• [EXCERPT]
****************************************

Through the MA in Comparative Literary and Cultural Studies, students explore texts and meaning across world cultures. With its methodology based in the idea that new insights about our world traditions are illuminated when they are compared and contrasted, the program promotes cross-cultural and interdisciplinary analysis. Within the Department of World Languages and Cultures students have access to specialists who work in European, Asian, Latin American, and Middle Eastern cultural traditions. We are also affiliated with richly interdisciplinary programs such as Asian Studies, Latin American Studies, and the Middle East Center. In their courses, faculty offer students various critical frameworks through which to link and/or interrogate national traditions. Our challenge is to overcome conventional national and linguistic divisions, and produce scholars with a new vision of world aesthetics. For more information please visit the CLCS M.A. website.

Minimum Degree Hours: 30 graduate credit hours

Admission Requirements

All MA students holding a Teaching Assistantship (TAship) must attend a week-long teacher-training session immediately before each Fall Semester. Required sessions may differ depending on whether the student is teaching a language course, assisting in a CLCS course taught in English, etc. 

Required Coursework


All CLCS MA students will take a minimum of 13 courses, which must include 6 credits of thesis research ( two thesis “courses”) and:

CLCS Courses:


A minimum of four additional graduate level courses in CLCS (Courses should be chosen in consultation with CLCS Faculty Advisor). All of these courses can be taken more than once, if the topic varies.

****************************************

• [DATA]
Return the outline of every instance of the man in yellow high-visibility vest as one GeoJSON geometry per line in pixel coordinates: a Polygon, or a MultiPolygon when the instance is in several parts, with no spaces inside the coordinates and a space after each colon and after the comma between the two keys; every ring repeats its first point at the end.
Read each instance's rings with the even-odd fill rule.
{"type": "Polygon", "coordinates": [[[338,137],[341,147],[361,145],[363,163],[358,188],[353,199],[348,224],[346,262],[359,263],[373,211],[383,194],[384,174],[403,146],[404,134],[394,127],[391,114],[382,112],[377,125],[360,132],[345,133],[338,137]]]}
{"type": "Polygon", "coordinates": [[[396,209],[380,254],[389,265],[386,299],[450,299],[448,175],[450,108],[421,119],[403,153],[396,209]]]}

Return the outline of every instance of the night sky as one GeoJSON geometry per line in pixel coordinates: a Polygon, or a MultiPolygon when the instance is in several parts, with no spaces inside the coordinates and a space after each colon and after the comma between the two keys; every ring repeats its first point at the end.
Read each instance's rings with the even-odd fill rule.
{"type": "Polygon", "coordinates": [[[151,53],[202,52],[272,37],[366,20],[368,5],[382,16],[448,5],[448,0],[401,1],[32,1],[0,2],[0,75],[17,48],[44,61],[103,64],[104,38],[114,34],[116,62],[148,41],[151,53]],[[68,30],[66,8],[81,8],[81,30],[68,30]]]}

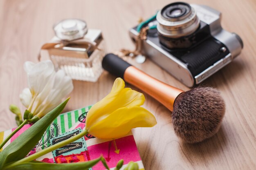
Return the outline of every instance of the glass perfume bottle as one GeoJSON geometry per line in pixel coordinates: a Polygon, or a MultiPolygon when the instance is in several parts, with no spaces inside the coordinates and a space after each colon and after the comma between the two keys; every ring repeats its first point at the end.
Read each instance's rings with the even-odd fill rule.
{"type": "Polygon", "coordinates": [[[105,53],[101,31],[88,29],[85,21],[77,19],[62,20],[53,29],[55,36],[42,46],[40,58],[49,58],[56,69],[73,79],[96,82],[105,53]]]}

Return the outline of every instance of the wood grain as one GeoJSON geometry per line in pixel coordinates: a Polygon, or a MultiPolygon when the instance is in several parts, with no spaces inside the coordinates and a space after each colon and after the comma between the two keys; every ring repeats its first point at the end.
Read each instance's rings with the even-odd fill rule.
{"type": "MultiPolygon", "coordinates": [[[[256,169],[256,1],[187,0],[222,13],[222,24],[240,35],[244,43],[234,62],[204,82],[219,88],[227,106],[220,130],[200,144],[183,144],[173,130],[170,112],[145,95],[144,106],[158,124],[134,130],[146,170],[256,169]]],[[[65,18],[86,20],[103,30],[109,52],[133,49],[128,30],[139,18],[146,18],[168,0],[0,0],[0,130],[16,126],[9,104],[22,107],[19,94],[27,86],[23,63],[37,62],[41,46],[53,36],[54,23],[65,18]]],[[[149,60],[130,62],[149,75],[184,90],[188,88],[149,60]]],[[[115,77],[104,72],[95,83],[74,81],[66,110],[95,103],[110,91],[115,77]]],[[[128,85],[128,86],[129,86],[128,85]]],[[[137,89],[134,87],[132,88],[137,89]]]]}

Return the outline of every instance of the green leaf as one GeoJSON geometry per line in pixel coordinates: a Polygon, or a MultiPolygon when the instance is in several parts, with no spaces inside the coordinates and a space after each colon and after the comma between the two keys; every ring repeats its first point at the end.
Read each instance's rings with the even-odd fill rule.
{"type": "Polygon", "coordinates": [[[95,165],[101,160],[101,157],[87,162],[68,163],[45,163],[27,162],[4,168],[4,170],[87,170],[95,165]]]}
{"type": "Polygon", "coordinates": [[[11,162],[24,158],[36,146],[45,131],[61,113],[69,98],[37,121],[0,153],[0,170],[11,162]]]}

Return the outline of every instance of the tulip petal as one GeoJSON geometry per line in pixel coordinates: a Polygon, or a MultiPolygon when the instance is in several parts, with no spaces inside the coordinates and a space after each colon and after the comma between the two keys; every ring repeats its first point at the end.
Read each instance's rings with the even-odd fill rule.
{"type": "MultiPolygon", "coordinates": [[[[53,64],[50,60],[47,60],[39,62],[30,68],[31,66],[26,66],[29,65],[27,63],[24,64],[24,68],[26,71],[29,71],[27,73],[29,87],[32,95],[34,93],[39,94],[48,82],[51,75],[54,73],[53,64]]],[[[30,64],[32,65],[31,63],[30,64]]]]}
{"type": "Polygon", "coordinates": [[[20,99],[22,104],[27,108],[29,107],[32,99],[32,95],[29,88],[24,88],[20,94],[20,99]]]}
{"type": "Polygon", "coordinates": [[[124,82],[121,78],[115,81],[111,92],[92,107],[86,116],[85,124],[89,128],[93,122],[112,114],[119,108],[141,106],[145,97],[141,93],[130,88],[124,88],[124,82]]]}
{"type": "Polygon", "coordinates": [[[25,70],[25,71],[26,71],[27,73],[28,73],[35,65],[36,64],[33,62],[30,61],[26,62],[24,63],[24,65],[23,66],[24,70],[25,70]]]}
{"type": "Polygon", "coordinates": [[[153,127],[156,124],[154,115],[146,109],[139,106],[124,107],[102,117],[87,129],[97,137],[112,139],[125,136],[132,128],[153,127]]]}

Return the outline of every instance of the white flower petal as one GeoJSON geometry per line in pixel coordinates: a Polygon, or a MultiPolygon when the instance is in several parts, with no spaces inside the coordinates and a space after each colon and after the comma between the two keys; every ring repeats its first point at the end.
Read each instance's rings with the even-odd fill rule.
{"type": "Polygon", "coordinates": [[[20,102],[26,108],[28,108],[32,99],[32,95],[29,88],[25,88],[20,94],[20,102]]]}
{"type": "Polygon", "coordinates": [[[41,92],[54,73],[53,64],[50,60],[35,65],[27,73],[28,84],[31,93],[39,94],[41,92]]]}

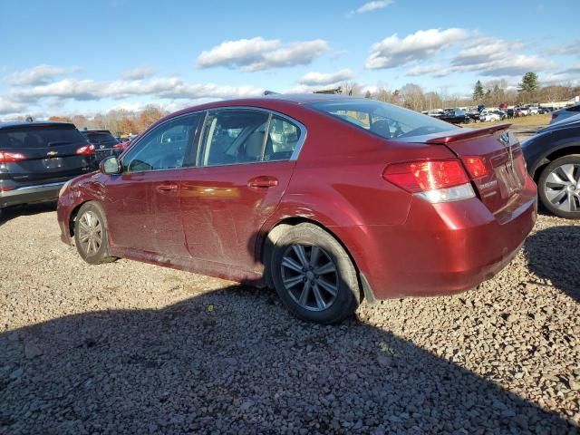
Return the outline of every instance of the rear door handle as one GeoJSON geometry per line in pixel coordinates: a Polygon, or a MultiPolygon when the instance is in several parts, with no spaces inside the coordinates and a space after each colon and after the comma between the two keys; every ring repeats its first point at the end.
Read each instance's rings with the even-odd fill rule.
{"type": "Polygon", "coordinates": [[[249,188],[274,188],[278,185],[278,179],[267,175],[254,177],[247,180],[249,188]]]}
{"type": "Polygon", "coordinates": [[[158,184],[155,188],[157,188],[158,192],[161,192],[161,193],[175,192],[178,189],[178,185],[173,183],[158,184]]]}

****************************************

• [REQUIRED TASKS]
- 1) Retype the program description from "Admission Requirements" up to and including "in English, etc.".
- 2) According to the program description, what is the minimum number of degree hours?
- 3) Carry on writing the program description from the point at which it stops.
The material has no connection to the program description.

• [SOLVED PROBLEMS]
- 1)
Admission Requirements

All MA students holding a Teaching Assistantship (TAship) must attend a week-long teacher-training session immediately before each Fall Semester. Required sessions may differ depending on whether the student is teaching a language course, assisting in a CLCS course taught in English, etc.

- 2) 30 graduate credit hours

- 3)
Area of Exploration


Three courses outside of CLCS to be arranged with CLCS Faculty Advisor. In these courses, the student will explore special interests not covered by CLCS coursework, especially areas necessary to the student’s MA thesis (see below). Examples include:

  • Graduate courses in other MA programs in the Department of World Languages and Cultures
  • Graduate sections of undergraduate courses within the Department of World Languages and Cultures
  • Directed readings with a specialist in the student’s area of interest within the Department of World Languages and Cultures
  • Graduate courses in other departments

Completing Your Degree


The CLCS MA thesis may take a variety of forms. Students may write a traditional thesis of approximately 60-100 pp.; alternatively, they may produce a shorter (25-30 pp.) scholarly essay that must be deemed by the student’s advisory committee to be suitable for submission for publication in an academic journal. In exceptional cases, other forms of the thesis may be approved. In all cases, the thesis must meet scholarly standards of critical analysis, research, and proper use of secondary sources.
The student establishes a committee of three faculty members (including a thesis chair) during the spring semester of their first year. No later than the end of this semester, students will submit a Thesis Proposal to their committee. Students are expected to conduct substantial research for their essay during the summer between the first and second year of their program. A student’s committee will be responsible for evaluation of the acceptability of the student’s thesis work. In the second year of their program, the student will register for two sections of the following course (can be taken in one semester or spread over two):

CLCS 6970 - Thesis Research: Master’s   (3 credits each section = 6 credits).

Toward the end of the fourth semester, the student will present herself for a public thesis defense to be conducted by the thesis advisory committee.

Language Proficiency


Language 1: At least one course in the target language of one of the language sections of the Department of Language and Literature at the 3000 or 4000 level (this requirement can be met before beginning the CLCS Masters Program, for example, by completing an undergraduate language and literature major or minor).

Language 2: Completion of 2020 in one of the languages offered by the Department of World Languages and Cultures or a PhD Reading Course (this requirement can also be met before beginning the CLCS Masters Program)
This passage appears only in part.